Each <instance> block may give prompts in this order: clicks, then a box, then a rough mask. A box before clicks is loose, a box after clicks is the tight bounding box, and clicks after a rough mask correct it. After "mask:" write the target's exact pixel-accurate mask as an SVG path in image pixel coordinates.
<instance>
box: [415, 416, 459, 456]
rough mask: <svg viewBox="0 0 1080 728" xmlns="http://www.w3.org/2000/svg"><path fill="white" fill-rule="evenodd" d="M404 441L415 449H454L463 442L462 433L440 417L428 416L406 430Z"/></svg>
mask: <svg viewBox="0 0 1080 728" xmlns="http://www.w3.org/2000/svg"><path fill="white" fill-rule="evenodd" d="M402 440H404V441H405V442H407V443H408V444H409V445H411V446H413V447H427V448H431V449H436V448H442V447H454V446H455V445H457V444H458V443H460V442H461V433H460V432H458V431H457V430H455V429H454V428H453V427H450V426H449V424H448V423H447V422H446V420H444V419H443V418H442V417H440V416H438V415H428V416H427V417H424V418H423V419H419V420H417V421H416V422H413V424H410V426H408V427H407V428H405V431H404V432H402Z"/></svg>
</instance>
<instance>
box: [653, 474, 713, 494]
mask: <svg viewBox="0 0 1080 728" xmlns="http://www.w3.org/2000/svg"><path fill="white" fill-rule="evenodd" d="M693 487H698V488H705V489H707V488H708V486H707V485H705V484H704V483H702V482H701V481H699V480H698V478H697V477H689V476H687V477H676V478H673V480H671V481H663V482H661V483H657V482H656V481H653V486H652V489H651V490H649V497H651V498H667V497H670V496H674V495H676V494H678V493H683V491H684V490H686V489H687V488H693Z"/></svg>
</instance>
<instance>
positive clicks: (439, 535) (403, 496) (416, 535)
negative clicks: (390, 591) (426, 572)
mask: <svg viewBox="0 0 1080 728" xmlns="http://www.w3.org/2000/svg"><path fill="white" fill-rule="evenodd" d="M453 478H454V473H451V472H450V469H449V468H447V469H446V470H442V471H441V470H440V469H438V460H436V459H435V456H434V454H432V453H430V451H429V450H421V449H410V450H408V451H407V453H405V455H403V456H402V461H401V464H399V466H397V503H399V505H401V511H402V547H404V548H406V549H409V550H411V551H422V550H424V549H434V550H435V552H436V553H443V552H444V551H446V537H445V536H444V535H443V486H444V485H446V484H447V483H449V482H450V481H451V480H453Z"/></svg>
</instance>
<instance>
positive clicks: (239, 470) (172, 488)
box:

━━━━━━━━━━

Which lines in the rows above contain the string "clicks"? Gather them all and copy each one out in full.

▶ TASK RESPONSE
Each <instance> block may give prompts in this order: clicks, then a box, then a rough mask. A box before clicks is loose, a box after clicks is the tight bounding box, and clicks after a rough mask correct it. After "mask:" write the target's exact pixel-accurate mask as an SVG path in image pixel coordinates.
positive clicks: (439, 535) (403, 496) (416, 535)
negative clicks: (390, 591) (426, 572)
positive clicks: (239, 470) (172, 488)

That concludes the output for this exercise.